==== Records provided
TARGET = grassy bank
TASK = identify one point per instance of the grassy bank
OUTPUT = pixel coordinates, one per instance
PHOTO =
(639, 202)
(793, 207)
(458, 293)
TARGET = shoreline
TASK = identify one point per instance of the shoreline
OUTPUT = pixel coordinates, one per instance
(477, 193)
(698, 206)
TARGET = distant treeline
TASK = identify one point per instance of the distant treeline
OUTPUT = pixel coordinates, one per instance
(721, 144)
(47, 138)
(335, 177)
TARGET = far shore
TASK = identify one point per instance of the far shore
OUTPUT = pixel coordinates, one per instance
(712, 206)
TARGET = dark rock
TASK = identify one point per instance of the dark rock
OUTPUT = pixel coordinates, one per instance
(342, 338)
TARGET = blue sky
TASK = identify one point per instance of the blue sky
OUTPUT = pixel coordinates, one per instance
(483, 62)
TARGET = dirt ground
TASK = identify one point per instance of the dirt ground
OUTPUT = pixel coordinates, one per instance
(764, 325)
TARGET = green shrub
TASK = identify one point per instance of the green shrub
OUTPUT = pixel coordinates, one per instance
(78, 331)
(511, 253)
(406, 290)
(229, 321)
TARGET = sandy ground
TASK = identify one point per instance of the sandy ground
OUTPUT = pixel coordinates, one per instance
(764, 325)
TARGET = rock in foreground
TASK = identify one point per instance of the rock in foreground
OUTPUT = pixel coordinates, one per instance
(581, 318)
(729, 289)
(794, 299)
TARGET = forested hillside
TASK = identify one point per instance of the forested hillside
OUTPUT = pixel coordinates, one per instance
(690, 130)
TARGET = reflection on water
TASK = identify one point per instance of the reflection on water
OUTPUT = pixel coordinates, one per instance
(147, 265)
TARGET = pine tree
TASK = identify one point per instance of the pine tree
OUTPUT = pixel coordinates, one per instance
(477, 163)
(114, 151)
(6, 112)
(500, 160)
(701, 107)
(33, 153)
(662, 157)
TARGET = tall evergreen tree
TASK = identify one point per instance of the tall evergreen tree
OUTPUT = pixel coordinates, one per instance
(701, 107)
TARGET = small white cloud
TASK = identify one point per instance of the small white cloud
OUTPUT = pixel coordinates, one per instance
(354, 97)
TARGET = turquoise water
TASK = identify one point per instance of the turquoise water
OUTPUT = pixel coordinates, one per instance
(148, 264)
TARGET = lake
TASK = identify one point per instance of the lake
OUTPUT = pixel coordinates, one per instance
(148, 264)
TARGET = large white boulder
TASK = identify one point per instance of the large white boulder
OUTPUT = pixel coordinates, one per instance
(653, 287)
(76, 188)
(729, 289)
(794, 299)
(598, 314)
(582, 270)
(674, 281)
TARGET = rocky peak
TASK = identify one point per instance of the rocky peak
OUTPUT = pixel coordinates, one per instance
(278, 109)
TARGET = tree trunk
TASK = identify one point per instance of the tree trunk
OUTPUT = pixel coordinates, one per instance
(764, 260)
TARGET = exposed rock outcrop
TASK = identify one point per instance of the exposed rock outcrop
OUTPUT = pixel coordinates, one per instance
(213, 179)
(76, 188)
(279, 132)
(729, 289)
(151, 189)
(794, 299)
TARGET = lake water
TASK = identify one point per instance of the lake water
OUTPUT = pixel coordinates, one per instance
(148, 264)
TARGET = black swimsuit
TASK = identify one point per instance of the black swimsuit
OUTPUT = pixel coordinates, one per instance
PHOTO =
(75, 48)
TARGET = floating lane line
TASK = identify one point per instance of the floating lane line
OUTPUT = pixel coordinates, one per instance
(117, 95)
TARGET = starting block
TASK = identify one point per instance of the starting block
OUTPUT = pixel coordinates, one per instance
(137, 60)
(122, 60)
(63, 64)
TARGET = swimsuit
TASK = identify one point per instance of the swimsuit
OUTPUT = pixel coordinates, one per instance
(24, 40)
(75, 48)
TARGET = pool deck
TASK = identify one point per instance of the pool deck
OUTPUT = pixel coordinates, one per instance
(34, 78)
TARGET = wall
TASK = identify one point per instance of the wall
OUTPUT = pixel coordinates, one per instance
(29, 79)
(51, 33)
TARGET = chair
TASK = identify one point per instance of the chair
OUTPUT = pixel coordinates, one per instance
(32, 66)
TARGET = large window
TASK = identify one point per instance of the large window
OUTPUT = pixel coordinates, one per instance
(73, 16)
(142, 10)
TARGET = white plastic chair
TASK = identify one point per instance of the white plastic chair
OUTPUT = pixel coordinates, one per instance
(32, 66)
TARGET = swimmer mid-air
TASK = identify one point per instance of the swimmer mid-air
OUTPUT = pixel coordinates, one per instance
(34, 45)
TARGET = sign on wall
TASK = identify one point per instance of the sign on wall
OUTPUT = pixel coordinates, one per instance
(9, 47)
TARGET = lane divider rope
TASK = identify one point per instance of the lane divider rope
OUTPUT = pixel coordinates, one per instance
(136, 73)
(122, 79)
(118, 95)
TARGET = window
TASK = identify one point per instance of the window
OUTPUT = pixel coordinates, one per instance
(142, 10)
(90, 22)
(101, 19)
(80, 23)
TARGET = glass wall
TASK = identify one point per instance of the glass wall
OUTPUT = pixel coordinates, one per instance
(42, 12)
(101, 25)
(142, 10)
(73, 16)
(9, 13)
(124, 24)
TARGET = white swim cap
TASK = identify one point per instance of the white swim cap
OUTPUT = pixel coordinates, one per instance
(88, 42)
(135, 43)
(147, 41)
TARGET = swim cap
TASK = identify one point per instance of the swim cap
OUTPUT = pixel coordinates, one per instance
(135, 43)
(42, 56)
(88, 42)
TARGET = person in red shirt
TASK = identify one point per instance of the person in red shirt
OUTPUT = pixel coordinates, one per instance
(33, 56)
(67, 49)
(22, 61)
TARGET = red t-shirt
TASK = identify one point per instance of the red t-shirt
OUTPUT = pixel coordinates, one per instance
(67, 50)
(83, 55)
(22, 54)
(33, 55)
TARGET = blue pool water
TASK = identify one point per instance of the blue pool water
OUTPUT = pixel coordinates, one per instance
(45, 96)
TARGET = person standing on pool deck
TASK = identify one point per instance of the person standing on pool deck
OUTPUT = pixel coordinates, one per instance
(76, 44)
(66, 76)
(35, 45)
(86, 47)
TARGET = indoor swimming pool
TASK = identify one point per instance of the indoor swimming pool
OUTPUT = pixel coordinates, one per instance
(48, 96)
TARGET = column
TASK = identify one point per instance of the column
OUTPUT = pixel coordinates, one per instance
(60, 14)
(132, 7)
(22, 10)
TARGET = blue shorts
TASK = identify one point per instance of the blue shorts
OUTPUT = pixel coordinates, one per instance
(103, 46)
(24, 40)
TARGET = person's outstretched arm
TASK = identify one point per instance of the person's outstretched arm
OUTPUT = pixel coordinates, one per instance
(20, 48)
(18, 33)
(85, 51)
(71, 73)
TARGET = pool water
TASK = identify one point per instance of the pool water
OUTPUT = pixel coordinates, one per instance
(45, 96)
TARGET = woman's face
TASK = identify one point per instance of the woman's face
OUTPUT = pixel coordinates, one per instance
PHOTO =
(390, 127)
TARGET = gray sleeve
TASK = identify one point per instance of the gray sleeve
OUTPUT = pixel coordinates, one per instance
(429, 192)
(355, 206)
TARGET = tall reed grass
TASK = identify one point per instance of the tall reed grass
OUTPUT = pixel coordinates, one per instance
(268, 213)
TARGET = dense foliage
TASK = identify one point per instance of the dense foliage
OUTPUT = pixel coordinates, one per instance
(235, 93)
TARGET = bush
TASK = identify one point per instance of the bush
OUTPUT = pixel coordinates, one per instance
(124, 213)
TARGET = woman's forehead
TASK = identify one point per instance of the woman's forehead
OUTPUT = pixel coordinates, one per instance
========
== What this task involves ==
An exact restatement of all the entries above is needed.

== Answer for this exercise ==
TARGET = grassy bank
TASK = identify one point per instance of the grassy bank
OUTPUT = pixel coordinates, one per instance
PHOTO =
(639, 202)
(793, 207)
(458, 293)
TARGET = shoreline
TASK = identify one point per instance of the shoreline
OUTPUT = pixel coordinates, one per instance
(477, 193)
(698, 206)
TARGET = distant treeline
TASK = identify one point per instance of the distant treeline
OUTPUT = pixel coordinates, one per instance
(721, 144)
(47, 138)
(335, 177)
TARGET = far shore
TASK = identify one point per instance of the far shore
OUTPUT = pixel coordinates, one per instance
(712, 206)
TARGET = dark rock
TASK = identify one point per instance of the dark rock
OUTPUT = pixel coordinates, one per instance
(342, 338)
TARGET = blue sky
TASK = identify one point per instance of the blue sky
OUTPUT = pixel coordinates, one per instance
(483, 62)
TARGET = dirt ground
TASK = identify one point per instance of the dirt ground
OUTPUT = pixel coordinates, one per instance
(764, 325)
TARGET = green shrub
TASK = identify one point per instance of the green shrub
OUTPUT = pixel coordinates, one per instance
(78, 331)
(511, 253)
(406, 290)
(229, 321)
TARGET = sandy ground
TASK = identify one point per instance of the sandy ground
OUTPUT = pixel coordinates, one per instance
(764, 325)
TARGET = rock in foreground
TASK = identify one point per instance of the rock in foreground
OUTPUT = pixel coordinates, one per instance
(581, 318)
(729, 289)
(794, 299)
TARGET = forested hillside
TASK = identify one point per instance of the forested hillside
OUTPUT = pixel coordinates, one per instance
(690, 130)
TARGET = reflection on water
TASK = identify one point per instance of the reflection on water
OUTPUT = pixel coordinates, one per instance
(147, 265)
TARGET = pine tree
TASK = identify one point per instance of the pine tree
OUTPUT = pixel coordinates, one per instance
(477, 163)
(114, 151)
(6, 112)
(500, 160)
(701, 107)
(33, 153)
(662, 157)
TARGET = tall evergreen tree
TASK = identify one point per instance of the tall evergreen tree
OUTPUT = pixel coordinates, one per instance
(701, 107)
TARGET = small white cloud
TASK = identify one point per instance of the small white cloud
OUTPUT = pixel coordinates, one per instance
(354, 97)
TARGET = turquoise water
TASK = identify one point per instance of the turquoise water
OUTPUT = pixel coordinates, one per instance
(148, 264)
TARGET = lake
TASK = identify one point per instance of the lake
OUTPUT = pixel coordinates, one per instance
(148, 264)
TARGET = large white boulder
TASK = identify one point per instance of the large white boulder
OUTPUT = pixel coordinates, one per instance
(653, 287)
(76, 188)
(729, 289)
(794, 299)
(598, 314)
(582, 270)
(674, 281)
TARGET = rocky peak
TASK = identify one point per instance of the rocky peak
OUTPUT = pixel coordinates, one per instance
(278, 109)
TARGET = tree trunk
TASK = identify one point per instance of the tree trunk
OUTPUT = pixel coordinates, one per instance
(764, 260)
TARGET = exposed rock outcrop
TASK = identify one point per instance of the exposed rock outcrop
OUTPUT = pixel coordinates, one per instance
(213, 179)
(76, 188)
(279, 132)
(729, 289)
(151, 189)
(794, 299)
TARGET = lake water
TASK = identify one point per instance of the lake water
OUTPUT = pixel coordinates, one per instance
(148, 264)
TARGET = black swimsuit
TASK = identify one point per instance of the black swimsuit
OUTPUT = pixel coordinates, one per instance
PHOTO =
(75, 48)
TARGET = floating lane line
TASK = identify one point per instance of the floating lane line
OUTPUT = pixel coordinates, one per instance
(117, 95)
TARGET = starting block
TASK = identify one point per instance of the starting block
OUTPUT = pixel coordinates, one per instance
(137, 60)
(122, 60)
(63, 64)
TARGET = swimsuit
TASK = identify one point per instance of the swimsuit
OUTPUT = pixel coordinates, one per instance
(24, 40)
(75, 48)
TARGET = pool deck
TASK = identify one point per instance of the pool deck
OUTPUT = pixel coordinates, one per instance
(34, 78)
TARGET = wall
TASK = identify one point per instance of the wall
OUTPUT = pixel coordinates, one per instance
(29, 79)
(51, 33)
TARGET = chair
TASK = identify one point per instance of the chair
OUTPUT = pixel coordinates, one per instance
(32, 66)
TARGET = large window
TASK = identify one point per instance of the large window
OUTPUT = pixel coordinates, one per instance
(73, 16)
(142, 10)
TARGET = white plastic chair
TASK = identify one point per instance of the white plastic chair
OUTPUT = pixel coordinates, one per instance
(32, 66)
TARGET = swimmer mid-air
TASK = identify one point per instance of the swimmer mid-air
OUTPUT = pixel coordinates, one per instance
(34, 45)
TARGET = sign on wall
TASK = identify one point per instance of the sign on wall
OUTPUT = pixel coordinates, one per instance
(9, 47)
TARGET = lane divider rope
TASK = identify one point per instance of the lane divider rope
OUTPUT = pixel coordinates, one per instance
(136, 73)
(122, 79)
(118, 95)
TARGET = window
TASK = identify one point per instance of the window
OUTPUT = pixel coordinates, one per instance
(142, 10)
(90, 22)
(101, 19)
(80, 23)
TARGET = glass wall
TASK = identify one point per instance of the glass wall
OUTPUT = pixel coordinates, one per instance
(42, 12)
(101, 25)
(142, 10)
(73, 16)
(9, 13)
(124, 24)
TARGET = white swim cap
TASK = identify one point per instance of the white swim cap
OUTPUT = pixel coordinates, one per instance
(88, 42)
(135, 43)
(147, 41)
TARGET = swim cap
TASK = identify one point per instance of the swim cap
OUTPUT = pixel coordinates, one per instance
(135, 43)
(42, 56)
(88, 42)
TARGET = person in red shirt
TASK = identify one point per instance of the person in red shirt
OUTPUT = pixel coordinates, one per instance
(33, 56)
(67, 49)
(22, 61)
TARGET = red t-shirt
TASK = identify one point per instance of the red t-shirt
OUTPUT = pixel coordinates, one per instance
(67, 50)
(83, 55)
(22, 54)
(33, 55)
TARGET = blue pool water
TASK = identify one point per instance of the blue pool water
OUTPUT = pixel coordinates, one per instance
(45, 96)
TARGET = person standing on pool deck
TASK = identify one point per instance of the person standing on pool deck
OUTPUT = pixel coordinates, one per instance
(76, 44)
(66, 76)
(35, 45)
(86, 47)
TARGET = indoor swimming pool
TASK = identify one point per instance of the indoor swimming pool
OUTPUT = pixel coordinates, one per instance
(48, 96)
TARGET = column
TASK = identify one point per instance of the column
OUTPUT = pixel coordinates, one per instance
(60, 14)
(132, 7)
(22, 10)
TARGET = blue shorts
TASK = identify one point per instance of the blue shorts
OUTPUT = pixel coordinates, one per instance
(103, 46)
(24, 40)
TARGET = person's outstretched arm
TASK = identify one point per instance of the person's outstretched arm
OUTPUT = pixel coordinates, one per instance
(20, 48)
(18, 33)
(85, 51)
(71, 73)
TARGET = pool water
TASK = identify one point per instance of the pool water
OUTPUT = pixel coordinates, one per instance
(45, 96)
TARGET = woman's face
TASK = identify one point per instance of the woman's face
OUTPUT = pixel coordinates, one per instance
PHOTO =
(390, 127)
TARGET = gray sleeve
TASK = identify one point per instance of the gray sleeve
OUTPUT = pixel coordinates, one per instance
(429, 192)
(355, 206)
TARGET = tall reed grass
TASK = identify one point per instance of the tall reed grass
OUTPUT = pixel coordinates, one per instance
(268, 213)
TARGET = dense foliage
TASK = identify one point per instance of the dense foliage
OUTPUT = pixel coordinates, one per instance
(235, 93)
TARGET = bush
TASK = identify one point per instance of the bush
OUTPUT = pixel coordinates, one per instance
(124, 213)
TARGET = woman's forehead
TASK = identify one point per instance of the woman's forehead
OUTPUT = pixel coordinates, one per instance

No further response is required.